*** TEXT EXCERPT ***

Cost Optimization Is Engineering, Not Guesswork
Inference costs can scale faster than any other cloud line item. We instrument cost attribution from day one, identify the high-cost patterns (unnecessary model calls, missed caching opportunities, oversized instances), and fix them systematically. Infrastructure cost is a product of engineering decisions, and it responds to engineering attention.
IaC Is Non-Negotiable
We do not manually configure infrastructure. Everything is Terraform or Pulumi. This means your infrastructure is auditable, reproducible, and recoverable. It also means onboarding a new team member does not require tribal knowledge about what got configured in the console six months ago.
Multi-Cloud Is Reality, Not a Buzzword
Your inference workloads might run on AWS. Your vector database might be managed on GCP. Your edge functions are on Cloudflare. Multi-cloud is how modern AI systems are actually built, and designing for it from the start prevents the lock-in pain that comes from over-committing to one provider.
Frequently asked
questions
How do you manage GPU costs for AI workloads?
GPU cost management has three levers. First, right-sizing: most inference workloads run fine on A10G or L4 instances rather than A100s — significant cost difference, small latency difference for typical batch sizes. Second, spot instances for batch embedding and training jobs with proper checkpointing so interruptions do not lose progress. Third, inference caching at the application layer — for applications where many users ask similar questions, a semantic similarity cache (check if a similar question was recently answered before making a new model call) can reduce inference volume by 30-50%.
When should we use Kubernetes versus simpler alternatives?

***

BRIEF A
In the AI infrastructure text, rewrite the paragraph beginning "GPU cost management has three levers" as a brief list that keeps its main facts.
BRIEF B
Answer these questions from the AI infrastructure text:
(i) What two tools does it name for defining all infrastructure?
(ii) On which provider does it say edge functions run?
(iii) By what range can a semantic similarity cache reduce inference volume?

*** ENTRIES SUPPLIED ***

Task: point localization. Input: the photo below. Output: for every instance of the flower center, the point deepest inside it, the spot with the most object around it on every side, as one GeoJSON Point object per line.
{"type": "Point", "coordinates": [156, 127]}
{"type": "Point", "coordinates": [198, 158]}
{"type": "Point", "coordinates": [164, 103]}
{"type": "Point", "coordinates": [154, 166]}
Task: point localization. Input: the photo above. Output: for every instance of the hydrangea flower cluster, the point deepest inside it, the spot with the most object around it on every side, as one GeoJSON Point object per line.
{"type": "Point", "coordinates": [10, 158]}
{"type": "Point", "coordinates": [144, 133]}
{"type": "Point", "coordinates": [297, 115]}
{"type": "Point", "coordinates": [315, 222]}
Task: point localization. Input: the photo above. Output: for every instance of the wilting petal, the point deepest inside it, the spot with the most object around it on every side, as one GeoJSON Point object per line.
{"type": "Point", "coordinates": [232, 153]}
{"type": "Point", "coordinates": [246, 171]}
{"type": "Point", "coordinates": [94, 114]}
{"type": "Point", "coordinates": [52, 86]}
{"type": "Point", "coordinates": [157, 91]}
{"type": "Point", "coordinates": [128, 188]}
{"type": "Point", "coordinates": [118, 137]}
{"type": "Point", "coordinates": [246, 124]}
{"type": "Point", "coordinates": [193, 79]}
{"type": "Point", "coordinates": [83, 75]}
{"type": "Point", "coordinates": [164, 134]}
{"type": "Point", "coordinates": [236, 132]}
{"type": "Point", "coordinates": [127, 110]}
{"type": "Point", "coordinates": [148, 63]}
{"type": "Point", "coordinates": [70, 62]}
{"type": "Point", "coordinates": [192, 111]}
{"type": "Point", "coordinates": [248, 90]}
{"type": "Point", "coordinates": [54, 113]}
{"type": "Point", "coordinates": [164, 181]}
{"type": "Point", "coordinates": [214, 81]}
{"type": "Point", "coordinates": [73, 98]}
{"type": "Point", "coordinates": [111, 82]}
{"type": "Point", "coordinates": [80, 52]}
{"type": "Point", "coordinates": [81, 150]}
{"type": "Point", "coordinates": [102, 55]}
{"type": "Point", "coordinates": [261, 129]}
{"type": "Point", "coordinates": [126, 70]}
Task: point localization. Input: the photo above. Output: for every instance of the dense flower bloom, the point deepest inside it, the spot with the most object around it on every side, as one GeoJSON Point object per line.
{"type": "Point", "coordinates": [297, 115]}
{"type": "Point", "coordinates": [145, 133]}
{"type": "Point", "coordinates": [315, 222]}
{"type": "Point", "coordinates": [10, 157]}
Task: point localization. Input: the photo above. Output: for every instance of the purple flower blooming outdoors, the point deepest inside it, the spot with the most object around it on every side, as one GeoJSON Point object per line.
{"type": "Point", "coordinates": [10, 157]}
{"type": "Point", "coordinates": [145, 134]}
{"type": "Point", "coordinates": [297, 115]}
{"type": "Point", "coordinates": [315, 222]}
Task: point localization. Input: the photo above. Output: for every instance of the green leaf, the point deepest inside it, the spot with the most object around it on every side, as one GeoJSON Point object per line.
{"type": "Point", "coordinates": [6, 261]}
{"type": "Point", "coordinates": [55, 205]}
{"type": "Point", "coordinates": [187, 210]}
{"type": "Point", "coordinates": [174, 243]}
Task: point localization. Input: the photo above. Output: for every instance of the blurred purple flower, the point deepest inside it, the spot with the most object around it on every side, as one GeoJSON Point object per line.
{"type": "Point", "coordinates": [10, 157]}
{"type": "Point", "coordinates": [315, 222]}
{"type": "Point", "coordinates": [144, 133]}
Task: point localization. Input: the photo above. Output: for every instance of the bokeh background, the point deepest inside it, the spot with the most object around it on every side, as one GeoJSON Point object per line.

***

EXERCISE ANSWER A
- Right-sizing: most inference workloads run fine on A10G or L4 instances instead of A100s, with a significant cost difference and a small latency difference for typical batch sizes.
- Spot instances: use them for batch embedding and training jobs, with proper checkpointing so interruptions do not lose progress.
- Inference caching at the application layer: when many users ask similar questions, a semantic similarity cache can reduce inference volume by 30-50%.

EXERCISE ANSWER B
(i) Terraform or Pulumi
(ii) Cloudflare
(iii) 30-50%